_Aim of the exercise_:
Skip every picture and copy only the lines from the one containing "Please tag the white" to the final line of the records below.

-- begin Provided records --

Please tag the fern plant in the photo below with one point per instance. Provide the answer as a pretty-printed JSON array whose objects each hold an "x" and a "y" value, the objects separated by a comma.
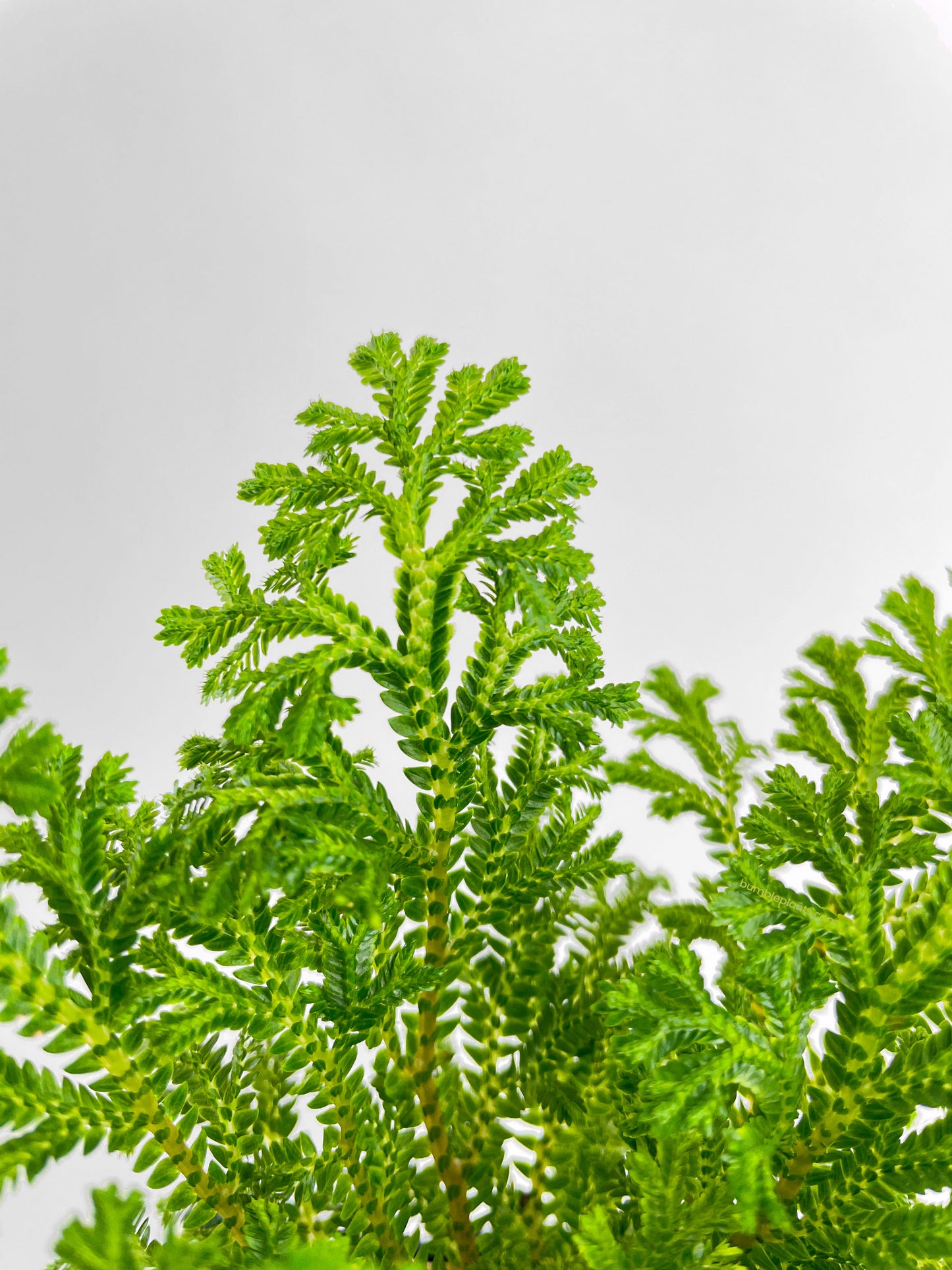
[
  {"x": 305, "y": 1015},
  {"x": 757, "y": 1137}
]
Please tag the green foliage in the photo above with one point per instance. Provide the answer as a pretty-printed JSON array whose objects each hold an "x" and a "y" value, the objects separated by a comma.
[
  {"x": 120, "y": 1240},
  {"x": 26, "y": 784},
  {"x": 304, "y": 1015},
  {"x": 804, "y": 1152}
]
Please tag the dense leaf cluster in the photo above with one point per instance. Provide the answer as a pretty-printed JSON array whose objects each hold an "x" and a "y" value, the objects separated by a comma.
[
  {"x": 779, "y": 1104},
  {"x": 305, "y": 1015},
  {"x": 325, "y": 1030}
]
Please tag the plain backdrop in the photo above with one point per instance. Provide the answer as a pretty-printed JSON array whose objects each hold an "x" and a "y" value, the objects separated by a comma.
[{"x": 717, "y": 231}]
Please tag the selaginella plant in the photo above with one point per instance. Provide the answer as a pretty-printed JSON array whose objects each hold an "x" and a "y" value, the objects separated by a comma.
[
  {"x": 757, "y": 1137},
  {"x": 305, "y": 1015}
]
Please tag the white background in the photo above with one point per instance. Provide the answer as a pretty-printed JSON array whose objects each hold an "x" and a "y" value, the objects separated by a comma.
[{"x": 717, "y": 231}]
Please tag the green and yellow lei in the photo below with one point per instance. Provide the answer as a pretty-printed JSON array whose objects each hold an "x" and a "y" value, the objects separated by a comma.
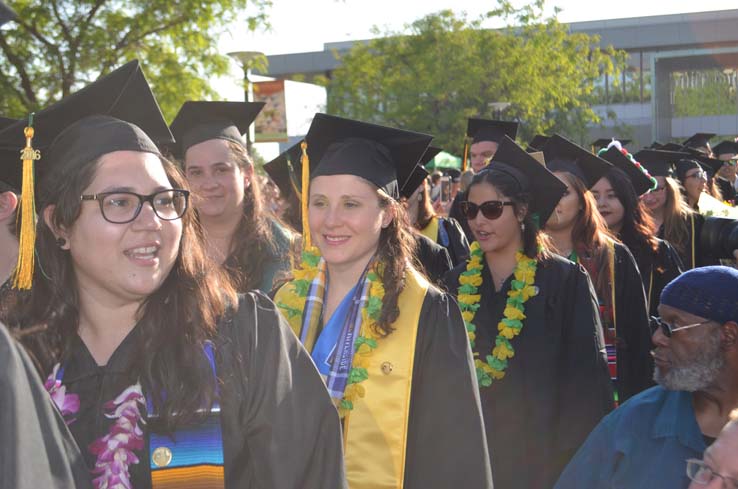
[
  {"x": 293, "y": 304},
  {"x": 522, "y": 289}
]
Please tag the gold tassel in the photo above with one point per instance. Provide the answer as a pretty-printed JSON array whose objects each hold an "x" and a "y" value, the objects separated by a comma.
[
  {"x": 23, "y": 277},
  {"x": 305, "y": 161},
  {"x": 466, "y": 154}
]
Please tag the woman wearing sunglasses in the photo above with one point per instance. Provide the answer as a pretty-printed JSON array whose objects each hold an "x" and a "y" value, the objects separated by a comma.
[
  {"x": 579, "y": 233},
  {"x": 673, "y": 219},
  {"x": 533, "y": 323},
  {"x": 627, "y": 218},
  {"x": 391, "y": 348},
  {"x": 161, "y": 371}
]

-- end Provided records --

_Task solution_:
Please tag the white background in the photo above with one point per instance. Provide the answer as a pretty-printed JSON array whose objects each hold an "x" and a "y" value, the objects separated by a comma.
[{"x": 717, "y": 231}]
Please tag the green and yellow lei in the photo below with one point per instance. Provide the answer as a pretty-printed JSON array whose objects each hold an "x" and a "y" value, the objects separated by a comma.
[
  {"x": 293, "y": 304},
  {"x": 522, "y": 289}
]
Please tag the gold tassel in the photo above with one point per instance. Provide the answer as a pretty-printed JSON array whose objects each hold an "x" and a "y" value, the objects separated by a comma.
[
  {"x": 23, "y": 277},
  {"x": 305, "y": 161},
  {"x": 466, "y": 154}
]
Please tag the woman wearing sunglasses in the photo above with one point per instance. Provide the answer as a pretty-printed JSON array whose objects each hold an "x" and a "y" value, the objects separated by a comma.
[
  {"x": 579, "y": 233},
  {"x": 673, "y": 219},
  {"x": 533, "y": 323},
  {"x": 627, "y": 218},
  {"x": 391, "y": 348},
  {"x": 161, "y": 371}
]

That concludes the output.